◆ **Text passage**:
Future Python Data Analysis

One reason Rust achieves such a fast run time speed is that its data are stored in data frames according to a language-independent, highly optimized data system called Apache Arrow. Languages such as R and Pandas 1.0 interface with Arrow via external packages that must convert data to and from R or Pandas data frames and Arrow data structures. Direct access to this storage medium facilitates speed, and the resulting Rust data is directly accessible by the other languages with their provided packages.

Arrow is becoming increasingly important in data science. Pandas is built on numpy for its mathematical underpinnings. More recently, two new corresponding packages have been released that seek to update classic Pandas through Version 1 by using Arrow as the basis for the underlying mathematics. One advance is Pandas 2.0, first released in April of 2023. A second development is Polars, designed from the beginning to be fast and efficient for data manipulations especially for large data sets, big data, and programmed completely in Rust. Essentially, Polars is an extension of Rust that relies upon its native speed and parallelism, the ability to simultaneously use multiple cores of a CPU. Moreover, Polars and Pandas data frames are interchangeable, facilitating the integration of the two systems.

As these new, improved systems are increasingly adopted over Pandas 1, look for less standardization in the future. Some people will be using the first version of Pandas, others will move to version two, and others will move to Polars. Still, the basic functionality and data interchangeability of these systems remain. Today, both Pandas 2 and Polars are both considerably faster than the current standard, Pandas 1, with Polars the current speed winner.

◆ **Provided material**:
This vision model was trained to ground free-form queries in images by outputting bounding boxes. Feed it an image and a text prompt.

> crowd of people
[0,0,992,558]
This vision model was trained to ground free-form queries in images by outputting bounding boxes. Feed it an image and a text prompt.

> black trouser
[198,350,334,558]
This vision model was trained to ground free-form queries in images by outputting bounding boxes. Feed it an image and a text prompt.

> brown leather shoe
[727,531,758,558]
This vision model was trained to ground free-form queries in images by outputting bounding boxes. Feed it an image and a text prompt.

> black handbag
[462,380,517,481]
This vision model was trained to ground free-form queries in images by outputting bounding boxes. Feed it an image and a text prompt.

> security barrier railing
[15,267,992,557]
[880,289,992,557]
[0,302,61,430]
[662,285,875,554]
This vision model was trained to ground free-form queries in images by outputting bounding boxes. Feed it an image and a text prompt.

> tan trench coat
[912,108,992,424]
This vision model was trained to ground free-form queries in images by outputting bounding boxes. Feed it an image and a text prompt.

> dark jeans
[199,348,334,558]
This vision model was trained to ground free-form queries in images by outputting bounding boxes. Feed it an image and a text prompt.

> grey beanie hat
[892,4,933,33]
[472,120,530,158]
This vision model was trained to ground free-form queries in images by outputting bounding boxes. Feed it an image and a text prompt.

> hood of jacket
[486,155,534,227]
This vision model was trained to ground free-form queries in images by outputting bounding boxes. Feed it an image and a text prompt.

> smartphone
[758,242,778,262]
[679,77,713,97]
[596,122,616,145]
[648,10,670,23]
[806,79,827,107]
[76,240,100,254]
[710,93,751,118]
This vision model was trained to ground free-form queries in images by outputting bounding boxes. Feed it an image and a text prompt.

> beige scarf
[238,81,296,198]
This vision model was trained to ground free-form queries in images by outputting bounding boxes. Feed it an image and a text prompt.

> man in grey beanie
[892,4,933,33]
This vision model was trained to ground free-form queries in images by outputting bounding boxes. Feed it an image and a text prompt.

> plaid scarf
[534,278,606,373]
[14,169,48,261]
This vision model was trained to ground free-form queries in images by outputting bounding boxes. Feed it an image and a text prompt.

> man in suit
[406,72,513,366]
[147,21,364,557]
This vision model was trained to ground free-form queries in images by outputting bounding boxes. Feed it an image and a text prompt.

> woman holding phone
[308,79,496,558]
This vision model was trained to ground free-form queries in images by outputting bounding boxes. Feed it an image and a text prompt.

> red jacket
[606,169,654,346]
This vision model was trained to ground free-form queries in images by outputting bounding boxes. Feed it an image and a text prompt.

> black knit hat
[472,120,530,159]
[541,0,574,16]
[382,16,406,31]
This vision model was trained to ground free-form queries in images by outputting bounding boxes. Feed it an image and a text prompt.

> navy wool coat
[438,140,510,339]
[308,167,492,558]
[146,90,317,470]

◆ **Exercise prompt**: Pick up the passage on Pandas, Polars and Apache Arrow after its final sentence and carry it on.

◆ **Response area**:
Epilogue

All the languages described above support serious data science with corresponding development environments. However, even though R and Python are free downloads for a single user, corporate options incur costs to obtain collaboration and server options with priority support options. Basically, installing collaborative data analytics software will cost money, regardless if open source software or not. For example, the company that develops RStudio and provides a free single-user license, Posit, needs to pay its employees and maintain servers for cloud computing. Beyond the limited 25 minutes of free cloud computing per month, the user must pay some of the cost of cloud computing. Beyond the free download of RStudio Desktop, Posit charges $995 a year for RStudio Desktop Pro. The bottom line is that corporate computing typically costs at least some money, regardless of the free options offered.

The software described accomplishes basic data manipulation and cleaning and then analysis of that transformed data. This analysis software is usually only one component of the software ecosystem needed to supply a complete data science solution that involves the construction of data pipelines that structure the flow of data from collection through analysis, what are called ETL systems, for the Extraction, Transformation, and Loading of data for analysis. These data pipelines involve data bases and data storage and retrieval software such as SQL and Apache Hadoop. Data pipelines are often tied to cloud-based systems offered by companies such as Amazon, Microsoft, and Google, which respectively offer their own data management software: AWS Data Pipeline, Azure Data Factory, and Google Cloud Dataflow. Many other companies offer their own ETL software. Open source solutions such as Apache NiFi are available as well. That said, accomplish the data analysis per se with the software described above.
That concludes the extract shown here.